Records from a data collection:
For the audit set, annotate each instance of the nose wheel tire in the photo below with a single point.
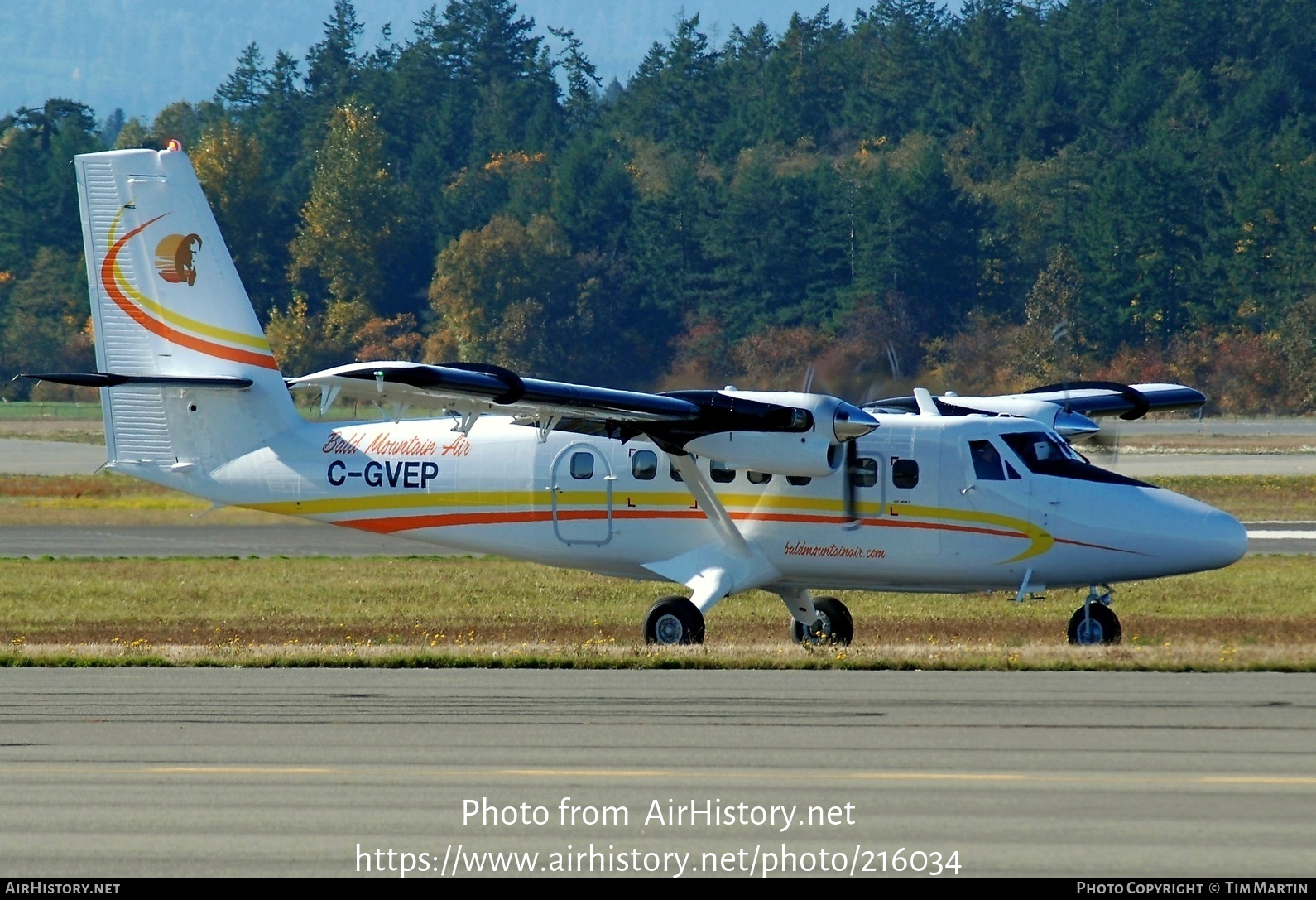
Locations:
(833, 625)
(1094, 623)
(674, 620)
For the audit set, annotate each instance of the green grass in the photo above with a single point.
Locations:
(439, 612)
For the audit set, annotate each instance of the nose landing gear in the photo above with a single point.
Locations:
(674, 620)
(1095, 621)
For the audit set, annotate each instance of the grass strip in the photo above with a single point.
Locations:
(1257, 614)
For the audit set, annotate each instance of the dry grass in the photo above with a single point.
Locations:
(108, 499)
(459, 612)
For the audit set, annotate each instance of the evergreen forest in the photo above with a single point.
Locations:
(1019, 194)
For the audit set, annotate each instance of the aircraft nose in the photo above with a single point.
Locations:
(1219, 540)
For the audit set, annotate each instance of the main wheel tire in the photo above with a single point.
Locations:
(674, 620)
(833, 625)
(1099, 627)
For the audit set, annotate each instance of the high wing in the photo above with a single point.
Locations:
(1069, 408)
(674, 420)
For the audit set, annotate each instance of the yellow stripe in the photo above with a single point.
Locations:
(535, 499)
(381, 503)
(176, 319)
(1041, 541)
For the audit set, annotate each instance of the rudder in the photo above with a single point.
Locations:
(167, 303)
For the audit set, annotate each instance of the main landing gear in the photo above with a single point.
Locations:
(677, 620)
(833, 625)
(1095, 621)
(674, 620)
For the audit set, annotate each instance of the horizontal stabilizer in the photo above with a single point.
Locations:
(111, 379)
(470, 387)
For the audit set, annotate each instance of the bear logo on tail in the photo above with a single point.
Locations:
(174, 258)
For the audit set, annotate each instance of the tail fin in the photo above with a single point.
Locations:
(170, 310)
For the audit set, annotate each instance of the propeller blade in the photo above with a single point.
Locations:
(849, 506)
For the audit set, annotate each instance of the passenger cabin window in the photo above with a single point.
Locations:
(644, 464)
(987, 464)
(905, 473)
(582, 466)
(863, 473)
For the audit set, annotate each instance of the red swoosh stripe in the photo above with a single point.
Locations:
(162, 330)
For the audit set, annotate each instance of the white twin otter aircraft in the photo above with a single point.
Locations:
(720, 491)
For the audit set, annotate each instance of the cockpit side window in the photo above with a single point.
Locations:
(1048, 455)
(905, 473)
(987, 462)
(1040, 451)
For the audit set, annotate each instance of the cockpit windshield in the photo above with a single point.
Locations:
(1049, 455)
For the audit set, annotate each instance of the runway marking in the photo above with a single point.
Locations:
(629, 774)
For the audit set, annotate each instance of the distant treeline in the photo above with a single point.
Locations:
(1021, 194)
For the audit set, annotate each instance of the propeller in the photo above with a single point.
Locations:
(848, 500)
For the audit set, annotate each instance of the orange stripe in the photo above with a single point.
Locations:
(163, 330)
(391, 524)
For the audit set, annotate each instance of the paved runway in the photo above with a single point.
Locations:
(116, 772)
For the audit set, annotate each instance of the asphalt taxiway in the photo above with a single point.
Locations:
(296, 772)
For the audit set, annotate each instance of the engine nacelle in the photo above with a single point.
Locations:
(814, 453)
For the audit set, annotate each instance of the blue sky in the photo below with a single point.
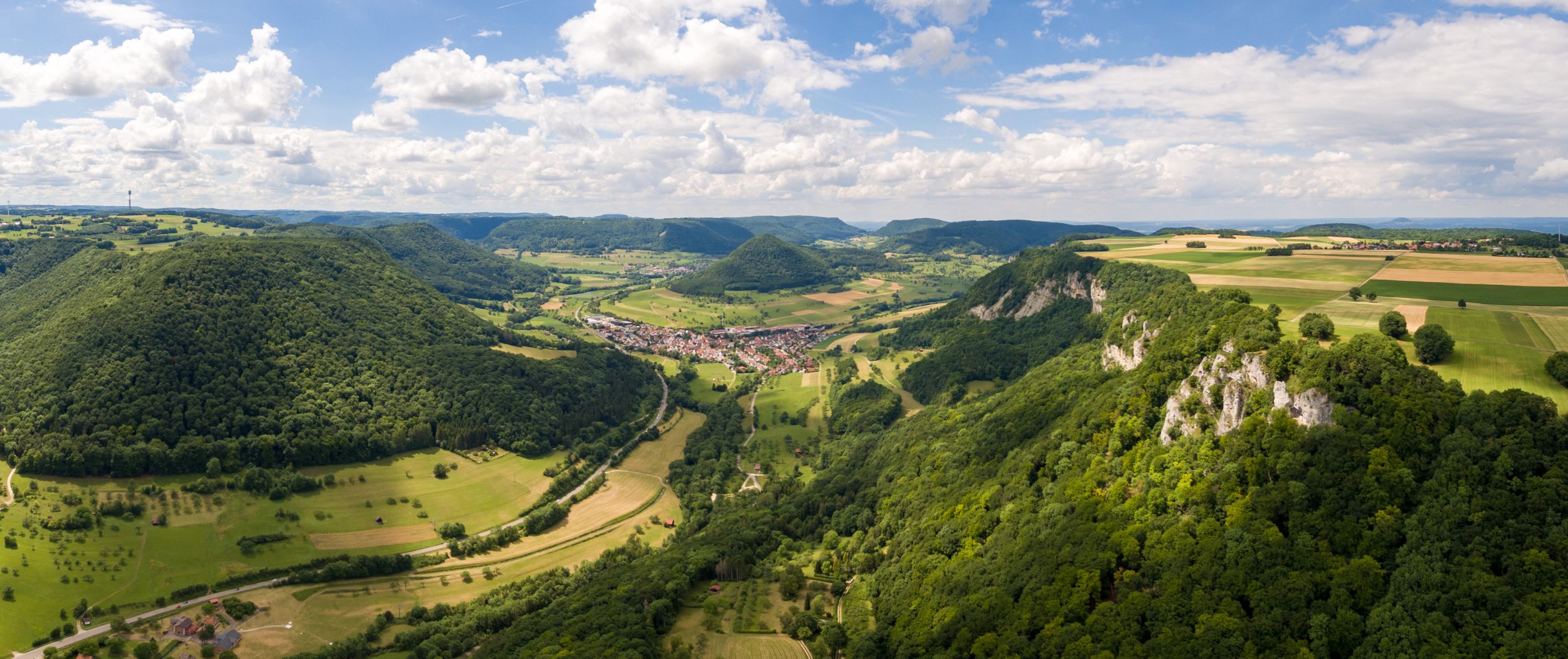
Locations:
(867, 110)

- HOW TO COMPLETE THIS TASK -
Taking the lines above, repeat exactly those from the line that contains "For the audit set, annotate each instance of the yellow" through the line that contains "For the audit set, annotate each instance of the main landing", and both of those lines as well. Include nothing else.

- COMPLETED TASK -
For the audit set, annotate each instance of the yellow stripe in the photo above with a single point.
Locations:
(535, 499)
(381, 503)
(176, 319)
(1041, 541)
For the audit set, annotate each instance of the rudder in the photo above with a single point.
Locations:
(167, 303)
For the audit set, annotate each instance of the main landing gear in the photo above with a single point.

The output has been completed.